-- Start --
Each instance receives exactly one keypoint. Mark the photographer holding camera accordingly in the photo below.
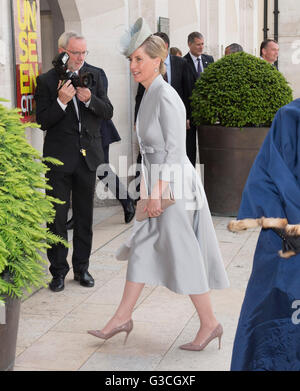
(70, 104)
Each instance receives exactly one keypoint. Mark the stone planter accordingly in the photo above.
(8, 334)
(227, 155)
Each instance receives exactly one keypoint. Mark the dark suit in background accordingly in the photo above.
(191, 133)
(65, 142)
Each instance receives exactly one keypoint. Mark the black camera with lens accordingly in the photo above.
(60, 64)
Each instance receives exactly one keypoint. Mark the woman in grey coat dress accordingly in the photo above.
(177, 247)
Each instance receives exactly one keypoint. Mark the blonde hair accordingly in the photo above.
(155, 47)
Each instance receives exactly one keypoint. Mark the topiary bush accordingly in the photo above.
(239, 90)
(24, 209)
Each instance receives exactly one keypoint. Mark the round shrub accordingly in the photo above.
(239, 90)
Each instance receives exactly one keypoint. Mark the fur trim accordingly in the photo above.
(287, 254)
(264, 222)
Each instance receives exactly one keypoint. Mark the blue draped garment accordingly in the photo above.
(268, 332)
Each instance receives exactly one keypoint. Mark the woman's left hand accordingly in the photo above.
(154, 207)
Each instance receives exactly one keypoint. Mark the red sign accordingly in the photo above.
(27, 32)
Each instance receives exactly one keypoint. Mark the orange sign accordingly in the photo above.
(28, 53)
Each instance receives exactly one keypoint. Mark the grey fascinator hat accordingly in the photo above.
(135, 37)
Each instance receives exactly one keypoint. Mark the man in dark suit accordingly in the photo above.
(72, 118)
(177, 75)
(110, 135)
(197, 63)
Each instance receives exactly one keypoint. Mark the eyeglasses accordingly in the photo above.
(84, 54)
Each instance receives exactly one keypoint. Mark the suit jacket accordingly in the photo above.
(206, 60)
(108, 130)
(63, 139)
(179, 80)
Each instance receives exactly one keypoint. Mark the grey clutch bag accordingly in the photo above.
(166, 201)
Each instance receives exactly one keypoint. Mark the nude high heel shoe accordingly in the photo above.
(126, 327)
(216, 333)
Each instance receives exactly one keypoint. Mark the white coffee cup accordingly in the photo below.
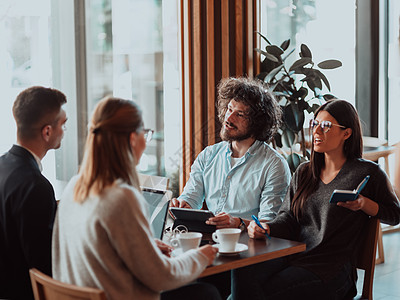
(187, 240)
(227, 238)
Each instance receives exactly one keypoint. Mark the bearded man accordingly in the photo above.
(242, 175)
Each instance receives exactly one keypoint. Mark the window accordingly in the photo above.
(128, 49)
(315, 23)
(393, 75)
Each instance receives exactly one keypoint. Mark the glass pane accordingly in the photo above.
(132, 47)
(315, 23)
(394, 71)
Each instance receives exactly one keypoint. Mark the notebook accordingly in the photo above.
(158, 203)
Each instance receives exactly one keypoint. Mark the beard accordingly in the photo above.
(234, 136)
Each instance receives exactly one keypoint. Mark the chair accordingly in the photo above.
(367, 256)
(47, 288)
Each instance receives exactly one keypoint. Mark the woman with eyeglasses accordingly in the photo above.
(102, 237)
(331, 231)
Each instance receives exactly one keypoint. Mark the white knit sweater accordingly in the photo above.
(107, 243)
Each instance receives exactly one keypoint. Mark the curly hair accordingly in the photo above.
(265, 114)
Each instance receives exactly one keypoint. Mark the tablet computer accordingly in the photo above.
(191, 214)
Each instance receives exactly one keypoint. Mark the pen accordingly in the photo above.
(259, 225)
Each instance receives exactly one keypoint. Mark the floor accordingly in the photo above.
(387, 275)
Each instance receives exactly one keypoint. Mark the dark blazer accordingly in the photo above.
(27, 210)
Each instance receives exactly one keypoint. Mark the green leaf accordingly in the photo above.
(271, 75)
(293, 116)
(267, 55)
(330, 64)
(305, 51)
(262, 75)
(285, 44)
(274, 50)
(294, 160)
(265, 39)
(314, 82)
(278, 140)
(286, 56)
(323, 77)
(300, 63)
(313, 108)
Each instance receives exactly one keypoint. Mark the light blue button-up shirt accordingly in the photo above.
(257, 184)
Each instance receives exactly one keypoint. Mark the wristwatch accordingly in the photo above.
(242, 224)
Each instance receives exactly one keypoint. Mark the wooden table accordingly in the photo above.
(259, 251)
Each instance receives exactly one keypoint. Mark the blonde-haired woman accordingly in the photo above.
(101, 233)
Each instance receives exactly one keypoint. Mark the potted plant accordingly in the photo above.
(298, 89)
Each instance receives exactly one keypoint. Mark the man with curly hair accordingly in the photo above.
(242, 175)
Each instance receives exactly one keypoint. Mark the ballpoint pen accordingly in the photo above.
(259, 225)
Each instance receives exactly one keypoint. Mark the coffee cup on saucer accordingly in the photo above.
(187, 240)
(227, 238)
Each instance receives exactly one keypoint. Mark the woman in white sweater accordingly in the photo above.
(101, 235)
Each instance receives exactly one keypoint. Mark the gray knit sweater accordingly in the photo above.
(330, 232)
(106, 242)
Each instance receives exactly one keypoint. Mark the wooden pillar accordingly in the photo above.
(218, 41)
-- End --
-- Start --
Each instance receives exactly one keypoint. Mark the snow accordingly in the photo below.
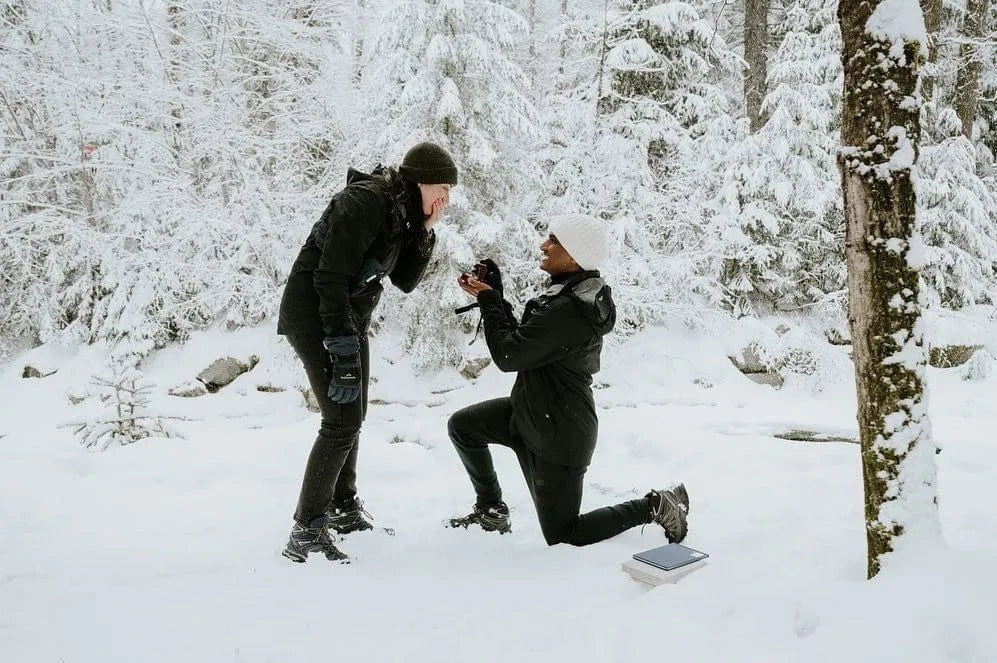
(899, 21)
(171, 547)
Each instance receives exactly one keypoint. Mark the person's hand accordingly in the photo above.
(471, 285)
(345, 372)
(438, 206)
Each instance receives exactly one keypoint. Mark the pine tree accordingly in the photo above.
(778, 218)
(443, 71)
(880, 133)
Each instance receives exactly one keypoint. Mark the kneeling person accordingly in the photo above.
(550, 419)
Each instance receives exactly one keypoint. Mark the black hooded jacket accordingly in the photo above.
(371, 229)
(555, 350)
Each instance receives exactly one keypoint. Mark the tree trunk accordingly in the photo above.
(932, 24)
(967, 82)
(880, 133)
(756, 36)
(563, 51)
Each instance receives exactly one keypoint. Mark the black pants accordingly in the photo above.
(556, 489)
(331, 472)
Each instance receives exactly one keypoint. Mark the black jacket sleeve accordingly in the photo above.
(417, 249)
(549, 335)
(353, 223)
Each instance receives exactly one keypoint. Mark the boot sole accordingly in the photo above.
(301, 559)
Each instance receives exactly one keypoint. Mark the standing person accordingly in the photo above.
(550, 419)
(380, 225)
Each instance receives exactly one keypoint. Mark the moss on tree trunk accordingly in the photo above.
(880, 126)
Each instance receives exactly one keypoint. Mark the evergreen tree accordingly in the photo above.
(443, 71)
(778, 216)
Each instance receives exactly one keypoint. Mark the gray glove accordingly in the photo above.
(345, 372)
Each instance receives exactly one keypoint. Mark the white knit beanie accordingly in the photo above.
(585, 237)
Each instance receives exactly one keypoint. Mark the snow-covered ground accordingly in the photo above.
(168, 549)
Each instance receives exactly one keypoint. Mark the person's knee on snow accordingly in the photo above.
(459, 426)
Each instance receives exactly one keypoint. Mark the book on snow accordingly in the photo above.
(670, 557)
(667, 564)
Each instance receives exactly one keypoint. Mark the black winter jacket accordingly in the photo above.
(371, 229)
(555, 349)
-- End --
-- Start --
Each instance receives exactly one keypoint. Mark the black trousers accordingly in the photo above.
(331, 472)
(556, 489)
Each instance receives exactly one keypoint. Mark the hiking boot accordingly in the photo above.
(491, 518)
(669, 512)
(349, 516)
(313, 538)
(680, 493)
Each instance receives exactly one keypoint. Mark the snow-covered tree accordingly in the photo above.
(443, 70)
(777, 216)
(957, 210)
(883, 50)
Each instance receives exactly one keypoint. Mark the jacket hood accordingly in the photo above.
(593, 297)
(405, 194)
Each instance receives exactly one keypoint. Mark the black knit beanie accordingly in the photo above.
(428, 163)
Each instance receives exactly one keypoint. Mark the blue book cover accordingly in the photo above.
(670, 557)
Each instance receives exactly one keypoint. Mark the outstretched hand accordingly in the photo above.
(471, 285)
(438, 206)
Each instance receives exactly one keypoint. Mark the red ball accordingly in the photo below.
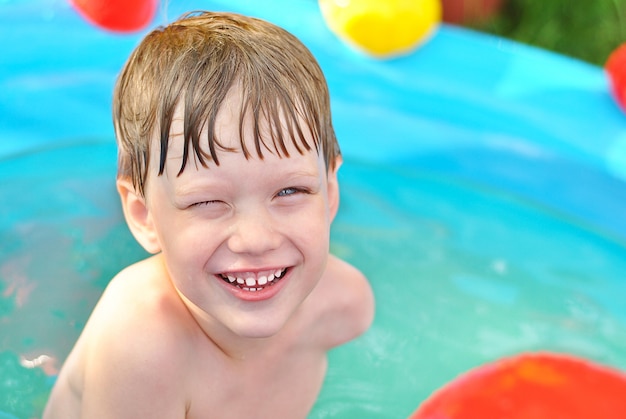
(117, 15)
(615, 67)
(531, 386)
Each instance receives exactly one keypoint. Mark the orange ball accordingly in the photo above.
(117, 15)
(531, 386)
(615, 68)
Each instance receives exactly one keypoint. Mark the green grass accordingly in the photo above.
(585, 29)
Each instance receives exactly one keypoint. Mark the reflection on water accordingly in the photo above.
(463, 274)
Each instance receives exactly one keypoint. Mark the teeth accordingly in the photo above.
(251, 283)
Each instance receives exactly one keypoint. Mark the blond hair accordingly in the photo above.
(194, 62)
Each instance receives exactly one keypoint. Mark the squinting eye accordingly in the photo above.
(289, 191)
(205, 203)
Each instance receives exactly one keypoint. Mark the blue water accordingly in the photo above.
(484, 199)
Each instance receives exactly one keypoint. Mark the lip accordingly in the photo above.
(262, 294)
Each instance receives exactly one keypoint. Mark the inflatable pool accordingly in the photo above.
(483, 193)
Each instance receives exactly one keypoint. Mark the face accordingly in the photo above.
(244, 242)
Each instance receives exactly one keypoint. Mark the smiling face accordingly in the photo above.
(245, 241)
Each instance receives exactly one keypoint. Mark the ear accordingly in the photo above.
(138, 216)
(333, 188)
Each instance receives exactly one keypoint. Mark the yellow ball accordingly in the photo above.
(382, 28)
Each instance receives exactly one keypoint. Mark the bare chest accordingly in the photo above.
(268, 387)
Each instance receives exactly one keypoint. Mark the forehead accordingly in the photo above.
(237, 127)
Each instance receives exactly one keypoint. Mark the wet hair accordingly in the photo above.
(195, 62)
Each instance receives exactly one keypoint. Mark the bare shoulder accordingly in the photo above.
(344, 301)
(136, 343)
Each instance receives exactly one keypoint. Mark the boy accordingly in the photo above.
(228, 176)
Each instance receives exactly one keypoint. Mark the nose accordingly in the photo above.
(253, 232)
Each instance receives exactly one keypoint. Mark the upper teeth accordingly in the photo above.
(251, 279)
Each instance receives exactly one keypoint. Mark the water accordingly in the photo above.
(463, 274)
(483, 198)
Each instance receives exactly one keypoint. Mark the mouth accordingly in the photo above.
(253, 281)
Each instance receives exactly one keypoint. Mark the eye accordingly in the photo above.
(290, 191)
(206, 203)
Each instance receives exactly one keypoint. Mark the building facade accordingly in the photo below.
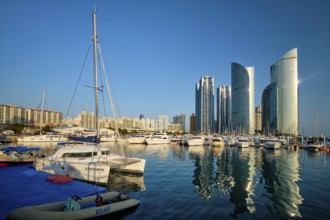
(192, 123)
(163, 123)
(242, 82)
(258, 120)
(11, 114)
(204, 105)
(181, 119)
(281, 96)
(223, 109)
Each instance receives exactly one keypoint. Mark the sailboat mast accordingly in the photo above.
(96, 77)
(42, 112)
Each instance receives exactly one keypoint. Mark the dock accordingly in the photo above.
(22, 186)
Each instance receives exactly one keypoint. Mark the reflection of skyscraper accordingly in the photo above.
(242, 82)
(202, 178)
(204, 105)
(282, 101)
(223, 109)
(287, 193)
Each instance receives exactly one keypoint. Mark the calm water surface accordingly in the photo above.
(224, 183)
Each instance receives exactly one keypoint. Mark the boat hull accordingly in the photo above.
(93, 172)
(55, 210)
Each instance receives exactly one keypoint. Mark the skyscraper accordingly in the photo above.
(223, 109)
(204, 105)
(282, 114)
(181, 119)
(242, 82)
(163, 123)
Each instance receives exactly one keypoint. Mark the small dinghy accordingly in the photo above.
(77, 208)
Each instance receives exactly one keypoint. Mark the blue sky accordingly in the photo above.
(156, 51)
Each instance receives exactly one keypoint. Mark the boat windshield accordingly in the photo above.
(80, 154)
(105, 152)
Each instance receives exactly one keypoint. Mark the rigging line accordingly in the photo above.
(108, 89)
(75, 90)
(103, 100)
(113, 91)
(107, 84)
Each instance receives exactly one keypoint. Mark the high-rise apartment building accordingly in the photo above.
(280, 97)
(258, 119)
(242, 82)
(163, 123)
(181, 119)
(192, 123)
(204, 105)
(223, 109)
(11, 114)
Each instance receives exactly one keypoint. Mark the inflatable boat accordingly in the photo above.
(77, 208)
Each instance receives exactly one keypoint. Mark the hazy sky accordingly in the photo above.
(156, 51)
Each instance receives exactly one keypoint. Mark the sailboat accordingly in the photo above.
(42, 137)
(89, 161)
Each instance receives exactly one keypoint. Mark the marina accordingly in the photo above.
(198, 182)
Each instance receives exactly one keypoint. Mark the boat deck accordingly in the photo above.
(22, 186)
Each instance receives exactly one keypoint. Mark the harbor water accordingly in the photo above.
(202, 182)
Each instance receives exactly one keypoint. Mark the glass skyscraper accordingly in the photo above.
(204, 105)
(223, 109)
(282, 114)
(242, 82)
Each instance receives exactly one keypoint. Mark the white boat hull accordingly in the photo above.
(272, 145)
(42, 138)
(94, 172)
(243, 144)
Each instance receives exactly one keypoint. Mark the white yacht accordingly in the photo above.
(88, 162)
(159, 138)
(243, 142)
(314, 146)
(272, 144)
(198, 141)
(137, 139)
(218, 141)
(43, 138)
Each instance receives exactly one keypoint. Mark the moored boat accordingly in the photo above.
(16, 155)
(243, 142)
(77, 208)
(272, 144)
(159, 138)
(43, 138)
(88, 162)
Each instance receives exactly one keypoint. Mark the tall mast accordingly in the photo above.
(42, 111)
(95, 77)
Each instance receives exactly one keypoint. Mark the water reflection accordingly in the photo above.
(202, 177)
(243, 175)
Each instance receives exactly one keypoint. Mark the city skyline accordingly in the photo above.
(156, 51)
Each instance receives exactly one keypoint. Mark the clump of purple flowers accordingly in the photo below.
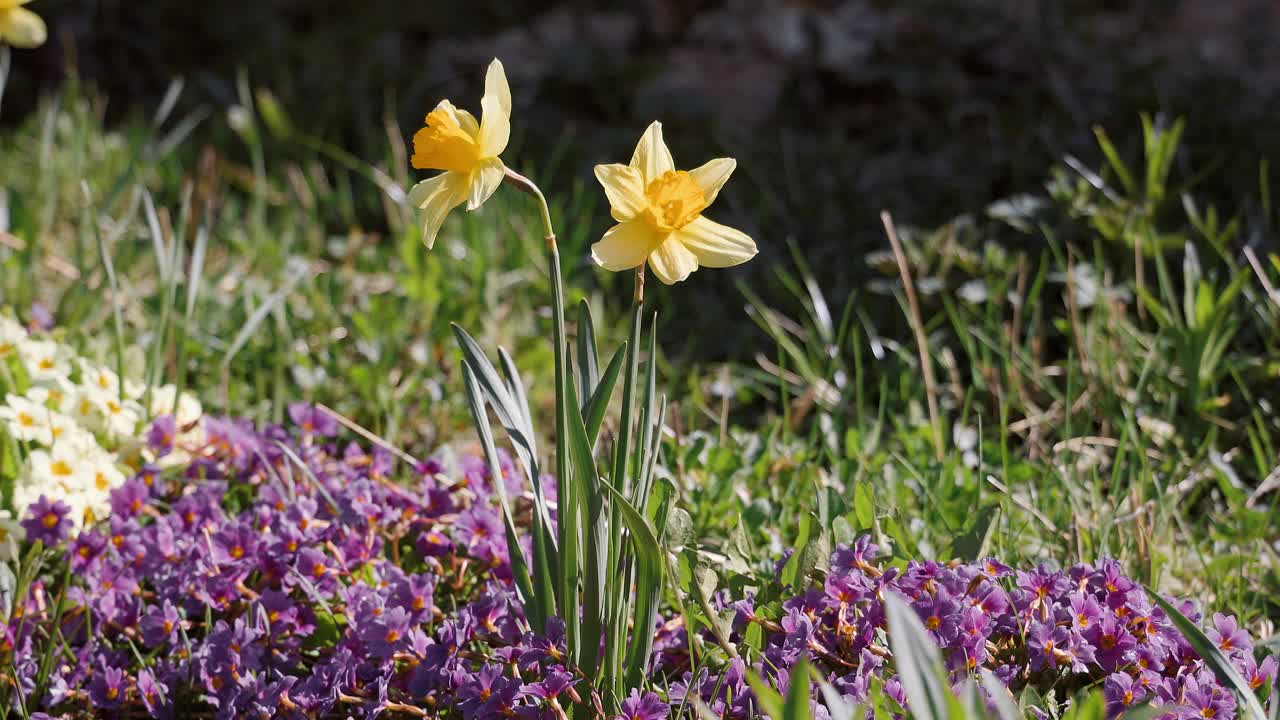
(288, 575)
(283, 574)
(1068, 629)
-- End --
_What is needed_
Extract each line of the data above that contains the word "hull", copying every such line in full. Treat the match as case-sensitive.

_Task response_
Each instance receives exactly one keypoint. Mark the boat hull accordingly in the photo above.
Each instance receives exactly one keypoint. Mark the white boat hull accordingly in the photo above.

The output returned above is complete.